Exercise brief:
Retype the listing that follows, exactly as written.

Data listing:
[start]

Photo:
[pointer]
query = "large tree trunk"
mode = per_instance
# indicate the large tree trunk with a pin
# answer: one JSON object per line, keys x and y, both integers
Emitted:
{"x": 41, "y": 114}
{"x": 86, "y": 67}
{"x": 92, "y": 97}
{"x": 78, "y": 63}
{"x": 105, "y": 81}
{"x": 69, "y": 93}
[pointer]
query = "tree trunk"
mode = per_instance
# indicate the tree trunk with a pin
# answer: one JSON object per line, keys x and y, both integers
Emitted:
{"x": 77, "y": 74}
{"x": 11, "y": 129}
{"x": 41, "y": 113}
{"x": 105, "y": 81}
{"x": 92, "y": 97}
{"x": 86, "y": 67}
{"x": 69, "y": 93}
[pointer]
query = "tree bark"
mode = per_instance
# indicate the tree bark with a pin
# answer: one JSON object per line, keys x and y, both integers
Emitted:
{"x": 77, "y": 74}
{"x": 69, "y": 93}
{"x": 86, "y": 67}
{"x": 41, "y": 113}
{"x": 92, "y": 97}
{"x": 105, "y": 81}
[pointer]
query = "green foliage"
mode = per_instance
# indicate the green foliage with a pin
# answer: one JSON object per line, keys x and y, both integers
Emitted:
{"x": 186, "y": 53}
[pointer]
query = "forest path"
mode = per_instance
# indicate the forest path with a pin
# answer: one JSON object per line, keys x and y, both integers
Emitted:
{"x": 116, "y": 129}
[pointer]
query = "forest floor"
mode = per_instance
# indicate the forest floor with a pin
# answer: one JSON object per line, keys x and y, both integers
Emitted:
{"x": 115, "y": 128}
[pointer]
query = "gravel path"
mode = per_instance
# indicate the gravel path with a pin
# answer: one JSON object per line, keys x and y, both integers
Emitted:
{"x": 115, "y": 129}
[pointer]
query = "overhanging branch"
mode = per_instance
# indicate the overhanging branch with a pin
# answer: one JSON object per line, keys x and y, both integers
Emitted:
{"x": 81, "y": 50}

[end]

Answer below:
Photo:
[pointer]
query = "large tree trunk"
mode = per_instance
# indicate the large tree trunk with a pin
# answer: one JSON object per line, keys x and y, both integers
Emitted:
{"x": 41, "y": 114}
{"x": 86, "y": 67}
{"x": 92, "y": 97}
{"x": 78, "y": 63}
{"x": 105, "y": 81}
{"x": 69, "y": 93}
[pointer]
query = "tree trunk"
mode = per_instance
# indicate the tree trunk with a pin
# answer: one JSON object per line, keys x and y, both integers
Emitted:
{"x": 77, "y": 74}
{"x": 11, "y": 129}
{"x": 41, "y": 113}
{"x": 105, "y": 81}
{"x": 92, "y": 97}
{"x": 86, "y": 67}
{"x": 69, "y": 93}
[pointer]
query = "tree bark"
mode = per_instance
# indicate the tree bark with a pin
# answer: one JSON object per line, keys x and y, both integers
Emitted:
{"x": 77, "y": 74}
{"x": 69, "y": 93}
{"x": 86, "y": 67}
{"x": 41, "y": 113}
{"x": 92, "y": 97}
{"x": 105, "y": 81}
[pointer]
query = "green foliage"
mode = per_instance
# indicate the green foliage with a pin
# answer: one JSON object per line, keys x and y, both integers
Emitted:
{"x": 186, "y": 53}
[pointer]
query = "forest path"
mode = per_instance
# indicate the forest path with a pin
# answer: one JSON object per line, keys x and y, both integers
Emitted:
{"x": 116, "y": 129}
[pointer]
query = "forest floor"
mode = per_instance
# indicate the forest floor with a pin
# answer: one JSON object per line, keys x and y, both integers
Emitted:
{"x": 115, "y": 128}
[pointer]
query = "gravel path"
mode = per_instance
# indicate the gravel path with a pin
# answer: one JSON object per line, keys x and y, both integers
Emitted:
{"x": 115, "y": 129}
[pointer]
query = "overhanging branch"
mode = per_instance
# indicate the overhanging branch with a pin
# answer: one JSON object per line, keys x and y, both integers
Emitted:
{"x": 81, "y": 50}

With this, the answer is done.